━━━ PROVIDED PASSAGE ━━━
This PR introduces a new GitHub Agentic Workflow that runs on a daily schedule or on demand to collect recent repo activity and turn it into a status report issue. The workflow definition and compiled lock file set up the agent runtime, GitHub read permissions, safe-output issue creation, and the supporting execution pipeline needed to produce these reports automatically. In practice, maintainers now get recurring, structured visibility into project activity and suggested next steps with much less manual triage.
This change introduces a new GitHub Actions workflow definition and its compiled lockfile for a daily "repo status" report powered by the agentic workflow system. The workflow is scheduled to collect recent issues, PRs, discussions, releases, and code changes, then turn that activity into a concise issue with recommendations and next steps for maintainers. It also marks generated lockfiles in .gitattributes to reduce merge noise and treat compiled workflow output as generated. The practical effect is a new automated daily project pulse check with cleaner workflow maintenance.
This change updates the project README with badges for Azure deployment, Checkov IaC scanning, OPA policy tests, and OWASP ZAP scans. It doesn’t change runtime behavior, but it improves transparency around build and security automation for contributors and reviewers. The practical effect is that anyone landing on the repo can quickly see whether key pipelines are passing.
This change moves the app’s deployment flow away from hardcoded Azure values by running Terraform in CI, capturing outputs like the ACR login server, resource group, and web app name, and then using those values for image push and web app updates. The infrastructure config was also retargeted to a new Azure subscription, region, and resource naming scheme, including new ACR, web app, SQL server, and Key Vault identifiers. For developers, this makes the deployment path more portable across Azure environments and reduces manual config drift between infra and app delivery. Practical effect: pushes to main now provision/apply against the new subscription and deploy using the live Terraform-managed endpoints.
━━━
• _INSTRUCTION A_
Do these statements agree with the change notes above? For each, answer yes or no and quote the words from the change notes that decide it. (i) The README badge update changes runtime behavior. (ii) Generated lockfiles are marked in .gitattributes to reduce merge noise. (iii) The infrastructure config was retargeted to a new Azure subscription.
━━━ ROWS ━━━
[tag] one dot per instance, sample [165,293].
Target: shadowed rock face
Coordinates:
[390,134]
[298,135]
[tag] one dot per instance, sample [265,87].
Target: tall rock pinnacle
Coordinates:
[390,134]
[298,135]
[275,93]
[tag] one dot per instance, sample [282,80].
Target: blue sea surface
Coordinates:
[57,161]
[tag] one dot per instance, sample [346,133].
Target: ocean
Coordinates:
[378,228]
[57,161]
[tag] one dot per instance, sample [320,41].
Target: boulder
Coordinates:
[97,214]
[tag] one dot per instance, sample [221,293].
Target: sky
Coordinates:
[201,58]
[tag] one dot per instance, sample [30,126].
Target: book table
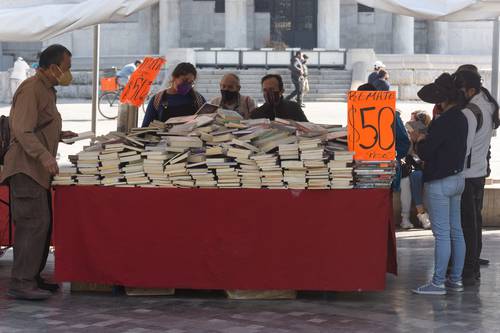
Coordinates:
[337,240]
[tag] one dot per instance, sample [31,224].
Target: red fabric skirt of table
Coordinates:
[224,239]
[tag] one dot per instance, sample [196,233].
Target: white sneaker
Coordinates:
[424,219]
[406,224]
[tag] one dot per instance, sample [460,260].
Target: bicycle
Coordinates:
[109,99]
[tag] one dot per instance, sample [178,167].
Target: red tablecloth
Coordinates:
[224,239]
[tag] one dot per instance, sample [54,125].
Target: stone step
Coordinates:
[252,86]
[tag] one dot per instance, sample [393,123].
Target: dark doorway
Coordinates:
[294,22]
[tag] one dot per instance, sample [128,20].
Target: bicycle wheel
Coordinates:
[108,105]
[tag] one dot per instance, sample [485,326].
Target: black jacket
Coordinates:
[444,149]
[285,110]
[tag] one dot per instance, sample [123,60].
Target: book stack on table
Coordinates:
[218,150]
[374,174]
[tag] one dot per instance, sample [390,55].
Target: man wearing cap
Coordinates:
[376,69]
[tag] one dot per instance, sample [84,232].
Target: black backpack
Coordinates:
[4,137]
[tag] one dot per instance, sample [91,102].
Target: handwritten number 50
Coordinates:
[376,135]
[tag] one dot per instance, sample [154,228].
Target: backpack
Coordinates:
[4,137]
[477,113]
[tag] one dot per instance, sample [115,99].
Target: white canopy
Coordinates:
[36,20]
[440,10]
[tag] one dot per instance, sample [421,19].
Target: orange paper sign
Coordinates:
[140,82]
[371,124]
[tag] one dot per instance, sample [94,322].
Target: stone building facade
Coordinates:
[307,24]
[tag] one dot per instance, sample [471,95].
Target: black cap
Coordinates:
[442,90]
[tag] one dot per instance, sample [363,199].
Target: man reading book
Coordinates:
[276,106]
[30,163]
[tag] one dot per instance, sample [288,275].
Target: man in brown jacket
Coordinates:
[30,163]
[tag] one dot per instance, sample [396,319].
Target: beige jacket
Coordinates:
[35,129]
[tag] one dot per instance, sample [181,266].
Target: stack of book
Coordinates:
[88,168]
[374,174]
[341,170]
[66,176]
[219,150]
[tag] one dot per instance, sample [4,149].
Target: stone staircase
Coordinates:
[326,85]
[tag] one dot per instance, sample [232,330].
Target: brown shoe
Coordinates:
[33,294]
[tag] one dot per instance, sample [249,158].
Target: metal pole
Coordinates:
[495,60]
[95,75]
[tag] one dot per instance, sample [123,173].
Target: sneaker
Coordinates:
[424,219]
[484,262]
[454,286]
[44,285]
[469,281]
[406,224]
[430,289]
[33,294]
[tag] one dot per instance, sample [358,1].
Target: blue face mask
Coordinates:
[184,88]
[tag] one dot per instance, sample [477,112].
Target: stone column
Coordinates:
[403,34]
[236,23]
[148,23]
[329,24]
[437,37]
[170,25]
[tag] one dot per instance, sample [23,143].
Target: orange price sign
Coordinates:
[371,124]
[141,80]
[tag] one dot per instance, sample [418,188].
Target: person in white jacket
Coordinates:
[18,75]
[482,110]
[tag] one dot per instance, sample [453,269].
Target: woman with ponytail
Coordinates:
[180,99]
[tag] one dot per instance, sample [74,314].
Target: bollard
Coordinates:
[127,118]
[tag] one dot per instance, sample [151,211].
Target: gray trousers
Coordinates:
[32,216]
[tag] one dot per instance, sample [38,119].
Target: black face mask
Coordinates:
[229,96]
[272,97]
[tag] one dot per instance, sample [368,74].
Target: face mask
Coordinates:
[184,88]
[65,79]
[272,97]
[229,95]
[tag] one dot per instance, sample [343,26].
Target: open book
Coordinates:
[81,136]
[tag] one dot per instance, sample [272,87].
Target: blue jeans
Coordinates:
[443,202]
[417,187]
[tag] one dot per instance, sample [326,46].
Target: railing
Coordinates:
[267,58]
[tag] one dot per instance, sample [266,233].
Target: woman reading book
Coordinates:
[179,99]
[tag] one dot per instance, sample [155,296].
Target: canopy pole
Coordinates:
[95,75]
[495,60]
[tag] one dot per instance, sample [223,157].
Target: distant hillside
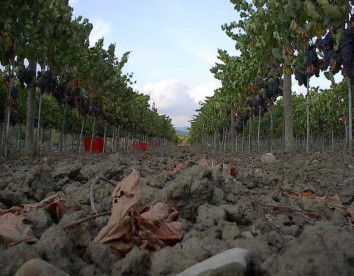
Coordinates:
[182,130]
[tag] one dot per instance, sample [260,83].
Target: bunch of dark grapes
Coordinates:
[14,93]
[326,45]
[312,61]
[24,76]
[301,77]
[346,47]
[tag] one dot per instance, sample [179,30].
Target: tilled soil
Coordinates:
[266,206]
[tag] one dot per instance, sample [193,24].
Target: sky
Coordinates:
[173,43]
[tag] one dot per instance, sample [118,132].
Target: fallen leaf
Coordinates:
[14,231]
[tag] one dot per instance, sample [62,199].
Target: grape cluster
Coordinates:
[343,58]
[312,61]
[24,76]
[270,91]
[346,47]
[301,77]
[326,45]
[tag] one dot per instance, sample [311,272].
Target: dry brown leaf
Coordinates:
[127,200]
[14,230]
[176,168]
[156,226]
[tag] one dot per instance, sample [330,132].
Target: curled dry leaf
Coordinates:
[156,226]
[14,230]
[176,168]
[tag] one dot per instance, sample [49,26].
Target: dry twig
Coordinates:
[80,221]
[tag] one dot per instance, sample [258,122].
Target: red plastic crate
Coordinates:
[143,146]
[97,145]
[135,146]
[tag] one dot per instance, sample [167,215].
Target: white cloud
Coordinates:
[298,89]
[208,55]
[171,97]
[166,93]
[100,29]
[203,90]
[177,99]
[73,2]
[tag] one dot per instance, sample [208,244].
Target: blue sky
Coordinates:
[174,44]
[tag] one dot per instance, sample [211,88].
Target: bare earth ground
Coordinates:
[260,208]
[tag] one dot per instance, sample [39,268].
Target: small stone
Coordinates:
[56,247]
[88,270]
[247,235]
[230,232]
[231,198]
[38,267]
[14,257]
[292,230]
[230,262]
[40,221]
[268,158]
[209,215]
[218,196]
[232,213]
[101,255]
[137,262]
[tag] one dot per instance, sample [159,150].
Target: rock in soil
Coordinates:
[38,267]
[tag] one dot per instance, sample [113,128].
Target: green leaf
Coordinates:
[330,77]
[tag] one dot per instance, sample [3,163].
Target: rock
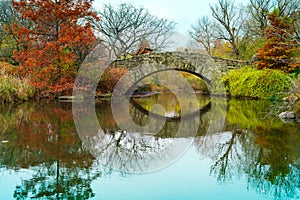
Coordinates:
[70,98]
[287,115]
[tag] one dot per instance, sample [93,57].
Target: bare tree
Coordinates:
[231,19]
[122,28]
[204,33]
[258,21]
[259,10]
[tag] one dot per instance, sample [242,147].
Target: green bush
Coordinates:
[257,84]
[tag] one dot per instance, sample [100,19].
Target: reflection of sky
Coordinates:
[9,179]
[183,12]
[188,178]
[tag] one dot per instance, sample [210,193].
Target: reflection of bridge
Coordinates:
[201,65]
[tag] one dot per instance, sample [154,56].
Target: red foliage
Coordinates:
[280,47]
[50,53]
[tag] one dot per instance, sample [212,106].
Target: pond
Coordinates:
[235,149]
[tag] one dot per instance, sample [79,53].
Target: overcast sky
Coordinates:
[183,12]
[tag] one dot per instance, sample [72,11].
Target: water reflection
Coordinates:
[42,137]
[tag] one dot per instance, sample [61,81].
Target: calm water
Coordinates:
[234,150]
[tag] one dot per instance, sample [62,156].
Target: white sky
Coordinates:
[183,12]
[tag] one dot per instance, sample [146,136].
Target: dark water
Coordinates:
[234,150]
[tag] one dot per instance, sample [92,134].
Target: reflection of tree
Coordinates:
[47,143]
[277,164]
[265,150]
[128,152]
[224,157]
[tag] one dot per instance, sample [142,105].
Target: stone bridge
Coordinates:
[201,65]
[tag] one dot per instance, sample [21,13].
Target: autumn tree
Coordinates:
[280,47]
[122,28]
[51,51]
[231,19]
[8,17]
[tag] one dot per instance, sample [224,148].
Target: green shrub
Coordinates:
[257,84]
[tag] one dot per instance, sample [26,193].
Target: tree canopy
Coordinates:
[60,37]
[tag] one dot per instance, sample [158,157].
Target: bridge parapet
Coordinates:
[196,63]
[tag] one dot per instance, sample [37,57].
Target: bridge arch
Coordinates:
[141,66]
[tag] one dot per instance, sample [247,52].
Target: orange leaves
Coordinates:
[49,50]
[280,47]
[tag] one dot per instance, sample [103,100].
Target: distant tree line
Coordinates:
[241,32]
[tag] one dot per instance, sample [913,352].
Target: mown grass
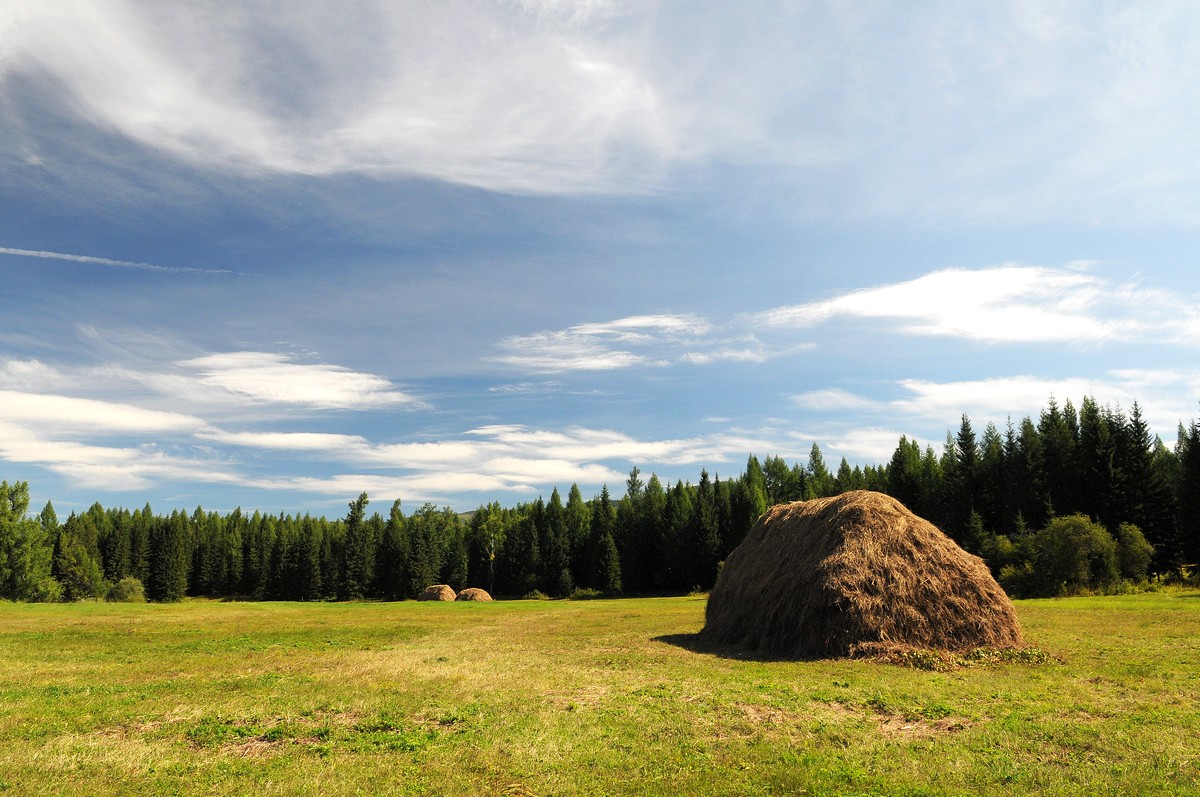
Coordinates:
[577,697]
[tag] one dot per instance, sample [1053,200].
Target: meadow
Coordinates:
[577,697]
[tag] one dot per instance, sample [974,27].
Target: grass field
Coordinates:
[577,697]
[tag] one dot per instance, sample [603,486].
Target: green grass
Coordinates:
[577,697]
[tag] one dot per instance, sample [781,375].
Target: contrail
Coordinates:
[107,261]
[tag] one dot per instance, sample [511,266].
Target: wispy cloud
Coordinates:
[111,262]
[655,340]
[89,415]
[1009,304]
[274,378]
[527,96]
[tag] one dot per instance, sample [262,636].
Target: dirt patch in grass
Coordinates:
[893,724]
[922,729]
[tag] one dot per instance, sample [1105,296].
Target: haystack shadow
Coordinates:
[696,643]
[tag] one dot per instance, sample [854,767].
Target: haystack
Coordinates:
[437,592]
[855,574]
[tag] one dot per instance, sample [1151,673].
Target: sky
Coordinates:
[273,255]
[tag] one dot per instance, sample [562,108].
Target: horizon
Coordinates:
[277,257]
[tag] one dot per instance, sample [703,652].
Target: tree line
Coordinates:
[1074,499]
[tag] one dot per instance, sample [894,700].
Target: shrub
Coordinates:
[1073,555]
[127,591]
[1133,552]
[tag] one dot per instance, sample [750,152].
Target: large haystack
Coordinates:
[851,574]
[437,592]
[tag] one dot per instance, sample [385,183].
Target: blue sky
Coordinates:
[459,251]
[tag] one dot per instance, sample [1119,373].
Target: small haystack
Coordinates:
[855,574]
[437,592]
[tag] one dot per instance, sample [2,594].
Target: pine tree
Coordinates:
[358,551]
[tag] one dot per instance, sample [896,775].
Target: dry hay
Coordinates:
[437,592]
[855,574]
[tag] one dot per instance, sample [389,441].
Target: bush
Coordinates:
[1074,555]
[1133,552]
[127,591]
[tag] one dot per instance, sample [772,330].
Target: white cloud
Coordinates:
[653,340]
[833,399]
[274,378]
[103,466]
[106,261]
[88,415]
[1009,304]
[507,96]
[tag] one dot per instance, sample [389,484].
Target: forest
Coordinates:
[1075,501]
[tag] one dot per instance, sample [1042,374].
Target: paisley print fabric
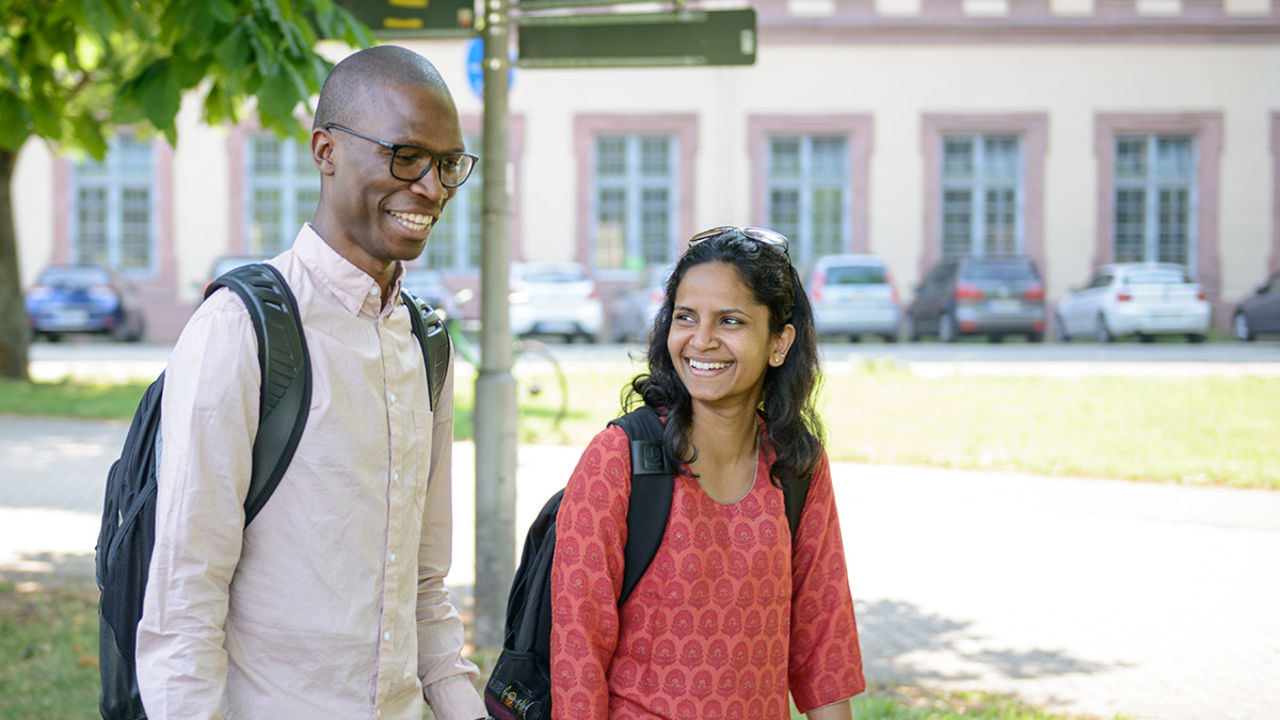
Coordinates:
[726,620]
━━━
• _INSTRUCTION B_
Which lines of the listing contain the string "green"? Select and copy each such line, treating uppercase and lowercase as different.

• _FINAL ANSWER A_
(i) No: "It doesn’t change runtime behavior"
(ii) Yes: "It also marks generated lockfiles in .gitattributes to reduce merge noise"
(iii) Yes: "The infrastructure config was also retargeted to a new Azure subscription, region, and resource naming scheme"

• _FINAL ANSWER B_
Target: green leaf
Target: green bush
Target: green shrub
Target: green grass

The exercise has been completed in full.